待办任务>
在调度器扩展的文档节选中，从“方法比較簡單明瞭，路徑 pk”开始、到“and failure reasons.”结束的部分里，把“failedNodesMap”改名为“failedNodeMap”，再写出改好的这段文字。

文档节选>
********************

3.1.1 CreateFromConfig 讀取設置的 policy.yaml 文件或者 configMap 配置

{
  "kind" : "Policy",
  "apiVersion" : "v1",
  "predicates" : [
    {"name" : "PodFitsHostPorts"},
    {"name" : "PodFitsResources"},
    {"name" : "NoDiskConflict"},
    {"name" : "MatchNodeSelector"},
    {"name" : "HostName"}
  ],
  "priorities" : [
    {"name" : "LeastRequestedPriority", "weight" : 1},
    {"name" : "BalancedResourceAllocation", "weight" : 1},
    {"name" : "ServiceSpreadingPriority", "weight" : 1},
    {"name" : "EqualPriority", "weight" : 1}
  ],
  "extenders" : [{
    "urlPrefix": "http://localhost:8880",
    "filterVerb": "predicates",
    "prioritizeVerb": "priorities",
    "preemptVerb": "preemption",
    "bindVerb": "",
    "weight": 1,
    "enableHttps": false,
    "nodeCacheCapable": false
   }],
  "hardPodAffinitySymmetricWeight" : 10
}

3.1.2 SchedulerExtender 接口

方法比較簡單明瞭，路徑 pkg/scheduler/algorithm/scheduler_interface.go

type SchedulerExtender interface {

	// Filter based on extender-implemented predicate functions. The filtered list is
	// expected to be a subset of the supplied list. failedNodesMap optionally contains
	// the list of failed nodes and failure reasons.

********************

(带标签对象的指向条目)
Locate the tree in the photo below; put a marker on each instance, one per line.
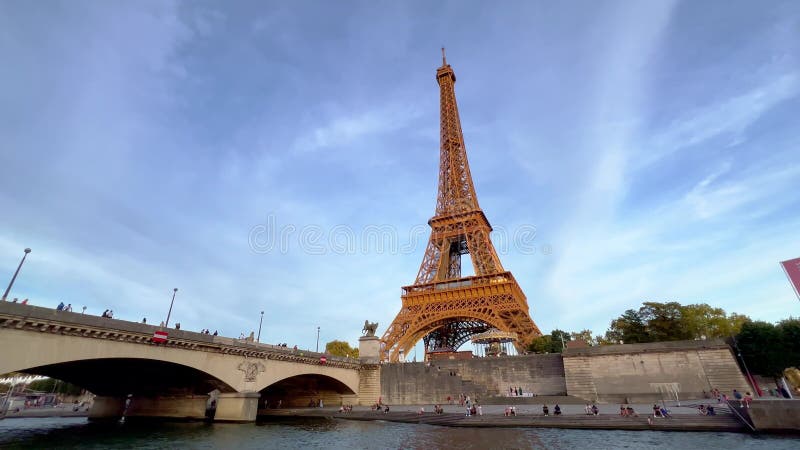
(341, 348)
(541, 344)
(550, 343)
(663, 321)
(628, 328)
(790, 331)
(585, 335)
(762, 347)
(672, 321)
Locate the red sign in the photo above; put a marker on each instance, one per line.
(159, 336)
(792, 269)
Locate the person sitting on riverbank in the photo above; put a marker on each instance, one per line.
(748, 398)
(656, 411)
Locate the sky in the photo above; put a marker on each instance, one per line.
(283, 156)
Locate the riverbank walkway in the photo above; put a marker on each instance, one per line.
(573, 416)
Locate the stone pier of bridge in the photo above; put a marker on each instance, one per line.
(191, 376)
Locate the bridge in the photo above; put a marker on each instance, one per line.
(191, 375)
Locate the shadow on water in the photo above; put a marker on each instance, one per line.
(335, 433)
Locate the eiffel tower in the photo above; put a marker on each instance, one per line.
(443, 308)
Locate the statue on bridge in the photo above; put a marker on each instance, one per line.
(369, 328)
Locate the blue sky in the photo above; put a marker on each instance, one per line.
(149, 145)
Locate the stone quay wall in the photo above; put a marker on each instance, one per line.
(481, 378)
(654, 371)
(606, 374)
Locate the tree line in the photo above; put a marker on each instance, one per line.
(766, 348)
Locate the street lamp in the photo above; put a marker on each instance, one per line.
(8, 289)
(258, 339)
(174, 291)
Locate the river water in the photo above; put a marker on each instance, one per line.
(345, 434)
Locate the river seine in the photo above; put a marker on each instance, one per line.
(344, 434)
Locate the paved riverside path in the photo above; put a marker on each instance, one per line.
(573, 416)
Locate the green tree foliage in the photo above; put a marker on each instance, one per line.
(542, 344)
(341, 348)
(550, 343)
(768, 348)
(585, 335)
(672, 321)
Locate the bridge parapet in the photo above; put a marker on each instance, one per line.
(28, 317)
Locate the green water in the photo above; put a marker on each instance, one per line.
(344, 434)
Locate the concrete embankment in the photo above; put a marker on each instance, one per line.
(45, 412)
(679, 422)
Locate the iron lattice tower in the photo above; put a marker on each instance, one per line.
(442, 307)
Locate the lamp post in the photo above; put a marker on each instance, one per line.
(174, 291)
(258, 339)
(8, 289)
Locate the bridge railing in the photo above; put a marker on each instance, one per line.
(90, 326)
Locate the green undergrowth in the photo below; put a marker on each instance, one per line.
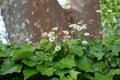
(97, 60)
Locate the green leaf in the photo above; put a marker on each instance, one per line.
(99, 76)
(67, 62)
(84, 63)
(72, 42)
(99, 66)
(24, 52)
(46, 71)
(55, 78)
(74, 74)
(63, 78)
(4, 54)
(61, 72)
(29, 63)
(115, 71)
(77, 50)
(10, 67)
(97, 52)
(43, 41)
(28, 72)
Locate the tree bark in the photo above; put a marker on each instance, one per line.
(26, 19)
(85, 11)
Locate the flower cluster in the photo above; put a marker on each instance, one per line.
(56, 35)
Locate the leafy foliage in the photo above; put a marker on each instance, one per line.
(71, 59)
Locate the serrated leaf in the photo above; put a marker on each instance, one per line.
(20, 54)
(99, 66)
(10, 67)
(61, 72)
(28, 72)
(63, 78)
(114, 72)
(74, 74)
(29, 63)
(46, 71)
(97, 52)
(77, 50)
(84, 63)
(4, 54)
(99, 76)
(43, 41)
(67, 62)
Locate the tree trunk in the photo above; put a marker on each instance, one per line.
(85, 11)
(26, 19)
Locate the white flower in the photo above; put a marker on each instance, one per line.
(57, 48)
(71, 25)
(52, 39)
(27, 39)
(44, 34)
(98, 11)
(65, 32)
(84, 26)
(109, 10)
(84, 42)
(86, 34)
(50, 34)
(55, 28)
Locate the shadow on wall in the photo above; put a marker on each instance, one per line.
(3, 32)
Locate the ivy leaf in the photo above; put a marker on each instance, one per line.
(77, 50)
(67, 62)
(63, 78)
(99, 66)
(22, 53)
(46, 71)
(29, 63)
(97, 52)
(84, 63)
(114, 72)
(99, 76)
(74, 74)
(28, 72)
(10, 67)
(42, 41)
(61, 72)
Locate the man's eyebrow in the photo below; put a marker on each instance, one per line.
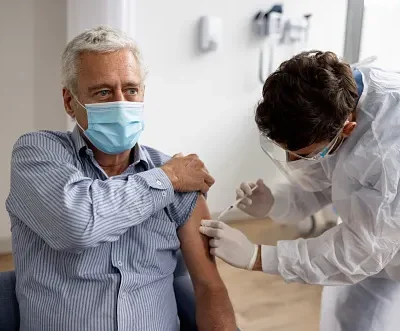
(132, 83)
(99, 86)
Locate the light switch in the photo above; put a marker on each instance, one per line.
(210, 33)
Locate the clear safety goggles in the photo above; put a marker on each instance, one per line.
(304, 171)
(278, 153)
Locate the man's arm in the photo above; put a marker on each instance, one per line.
(214, 310)
(73, 212)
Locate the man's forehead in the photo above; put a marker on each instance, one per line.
(94, 64)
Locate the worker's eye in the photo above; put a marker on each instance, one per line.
(103, 93)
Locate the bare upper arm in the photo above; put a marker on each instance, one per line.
(195, 248)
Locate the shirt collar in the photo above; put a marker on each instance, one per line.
(137, 153)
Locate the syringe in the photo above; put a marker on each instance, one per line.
(227, 210)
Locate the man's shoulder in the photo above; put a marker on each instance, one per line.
(45, 139)
(155, 156)
(43, 136)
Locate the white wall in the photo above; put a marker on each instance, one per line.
(381, 17)
(194, 102)
(204, 103)
(32, 35)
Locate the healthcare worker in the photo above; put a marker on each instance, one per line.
(338, 130)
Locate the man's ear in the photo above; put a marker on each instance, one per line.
(349, 128)
(68, 99)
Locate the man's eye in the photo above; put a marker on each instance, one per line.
(132, 91)
(103, 93)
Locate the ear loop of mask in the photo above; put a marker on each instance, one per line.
(77, 123)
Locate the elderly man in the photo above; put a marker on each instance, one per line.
(98, 220)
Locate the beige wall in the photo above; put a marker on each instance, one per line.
(32, 35)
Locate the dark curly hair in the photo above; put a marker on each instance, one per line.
(307, 100)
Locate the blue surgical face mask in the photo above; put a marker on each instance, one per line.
(114, 127)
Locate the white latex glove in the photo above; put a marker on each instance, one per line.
(230, 244)
(259, 202)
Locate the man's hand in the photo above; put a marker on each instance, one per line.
(230, 244)
(188, 174)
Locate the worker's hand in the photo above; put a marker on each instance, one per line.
(229, 244)
(188, 174)
(259, 202)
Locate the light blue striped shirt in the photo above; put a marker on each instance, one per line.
(93, 252)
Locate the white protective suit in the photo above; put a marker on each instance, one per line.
(362, 181)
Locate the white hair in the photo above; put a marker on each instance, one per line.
(100, 40)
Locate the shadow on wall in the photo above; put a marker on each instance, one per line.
(50, 38)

********************

练习输出>
方法比較簡單明瞭，路徑 pkg/scheduler/algorithm/scheduler_interface.go

type SchedulerExtender interface {

	// Filter based on extender-implemented predicate functions. The filtered list is
	// expected to be a subset of the supplied list. failedNodeMap optionally contains
	// the list of failed nodes and failure reasons.